[Referring expression pointing data]
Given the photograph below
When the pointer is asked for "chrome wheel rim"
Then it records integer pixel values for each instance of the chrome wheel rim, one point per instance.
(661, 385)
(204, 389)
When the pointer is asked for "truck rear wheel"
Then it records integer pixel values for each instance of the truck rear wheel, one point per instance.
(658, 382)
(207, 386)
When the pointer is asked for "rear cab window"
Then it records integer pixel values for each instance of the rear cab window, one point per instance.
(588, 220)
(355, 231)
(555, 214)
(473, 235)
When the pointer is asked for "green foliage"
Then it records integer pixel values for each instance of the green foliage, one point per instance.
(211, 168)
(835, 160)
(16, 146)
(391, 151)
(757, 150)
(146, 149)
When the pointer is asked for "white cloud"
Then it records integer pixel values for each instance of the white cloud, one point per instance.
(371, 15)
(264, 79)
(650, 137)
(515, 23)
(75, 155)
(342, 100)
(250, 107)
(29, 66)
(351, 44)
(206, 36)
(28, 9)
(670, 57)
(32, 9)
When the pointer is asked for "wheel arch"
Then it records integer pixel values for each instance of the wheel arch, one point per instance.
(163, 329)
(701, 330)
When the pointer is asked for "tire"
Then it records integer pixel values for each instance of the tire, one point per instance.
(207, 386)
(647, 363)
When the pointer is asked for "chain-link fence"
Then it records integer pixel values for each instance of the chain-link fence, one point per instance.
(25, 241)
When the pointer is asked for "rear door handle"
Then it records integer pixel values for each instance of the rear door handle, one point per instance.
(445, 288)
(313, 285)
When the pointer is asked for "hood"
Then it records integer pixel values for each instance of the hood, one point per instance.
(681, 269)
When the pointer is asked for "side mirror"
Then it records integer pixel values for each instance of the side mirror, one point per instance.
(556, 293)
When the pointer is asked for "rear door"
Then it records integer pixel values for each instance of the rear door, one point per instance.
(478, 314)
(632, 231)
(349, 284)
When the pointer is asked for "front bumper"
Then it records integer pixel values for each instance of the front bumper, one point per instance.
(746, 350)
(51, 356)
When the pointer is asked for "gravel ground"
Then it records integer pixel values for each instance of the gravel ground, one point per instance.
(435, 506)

#### PROBLEM STATEMENT
Take the line that contains "handle, one point per instance." and each line after it down to the last of the records, and retype them exactly; add nothing else.

#### SOLUTION FOR THIS PROBLEM
Then it records integer pixel values for each instance of the rear door handle, one point per instance.
(445, 288)
(313, 285)
When the pointer is asked for "hood"
Then it records integer pixel values for each instance of the hood, one point per instance.
(681, 269)
When the pointer is asked for "side mirror"
Then it records integer pixel values for each instance of the side mirror, one point per instance.
(556, 293)
When the pointer is asked for "rear door"
Then it records integer pixel values for each instance of the rear door, one point per instance.
(478, 314)
(632, 231)
(349, 284)
When the pointer is asked for "front bumper"
Then it records integer pixel values for each instance of the front bumper, one point per instance.
(746, 350)
(51, 356)
When the pointer is asked for "gravel ground"
Then it records integer pixel values for each instance of the gravel ground, one point per instance.
(435, 506)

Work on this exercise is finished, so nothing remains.